EXERCISE TASK A >>
Could you change "Teheran" to "Tehran" and give back the passage on Iran's military between "Abizaid said Iran" and "or another threat.", inclusive?
EXERCISE TASK B >>
Can you continue the account of Abizaid's remarks on Iran's military from where it stops?

Abizaid said Iran has the most powerful military in the Middle East. He said Teheran has developed hit-and run tactics as well as nonconventional weapons to battle the U.S. military in Iraq and the Gulf. The general said Central Command would maintain forces in Kuwait and other areas of the Gulf region to respond to Iran or another threat.

“Number one, they have naval capacity to temporarily block the Straits of Hormuz, and interfere with global commerce if they should choose to do so,” Abizaid said. “Number two, they’ve got a substantial missile force that can do a lot of damage to our friends and partners in the region.”

“Number three, they have a pretty robust terrorist surrogate arm that could in the event of hostilities cause problems not only in the Middle East but globally,” Abizaid continued. “And number four, they have a very substantial land army that, while it’s not offensively worrying, is certainly capable of conducting asymmetric warfare.”

EXTRACTED RECORDS >>
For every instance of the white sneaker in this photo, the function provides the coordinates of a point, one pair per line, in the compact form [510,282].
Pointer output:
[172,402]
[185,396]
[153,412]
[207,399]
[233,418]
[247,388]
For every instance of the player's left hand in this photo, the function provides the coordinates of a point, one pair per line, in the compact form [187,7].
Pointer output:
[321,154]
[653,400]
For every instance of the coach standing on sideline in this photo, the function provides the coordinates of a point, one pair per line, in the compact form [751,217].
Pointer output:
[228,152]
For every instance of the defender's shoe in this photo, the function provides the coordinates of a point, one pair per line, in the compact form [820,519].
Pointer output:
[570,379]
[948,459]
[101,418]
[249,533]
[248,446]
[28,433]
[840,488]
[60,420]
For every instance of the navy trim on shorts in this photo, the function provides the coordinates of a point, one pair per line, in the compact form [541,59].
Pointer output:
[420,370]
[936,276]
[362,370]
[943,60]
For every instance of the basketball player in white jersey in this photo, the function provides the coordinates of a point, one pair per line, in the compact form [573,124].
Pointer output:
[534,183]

EXERCISE RESPONSE A >>
Abizaid said Iran has the most powerful military in the Middle East. He said Tehran has developed hit-and run tactics as well as nonconventional weapons to battle the U.S. military in Iraq and the Gulf. The general said Central Command would maintain forces in Kuwait and other areas of the Gulf region to respond to Iran or another threat.

EXERCISE RESPONSE B >>
Abizaid said Hizbullah has played a role in developing the capabilities of Shi’ite insurgency groups in Iraq. The leading Iranian-sponsored insurgency organizations were identified as the Badr Brigade and the Mahdi Army.

“There are clearly links between Lebanese Hizbullah training people in Iran to operate in Lebanon, and also training people in Iran that are Shia splinter groups that could operate against us in Iraq,” Abizaid said. “These linkages exist, but it is very, very hard to pin down with precision.”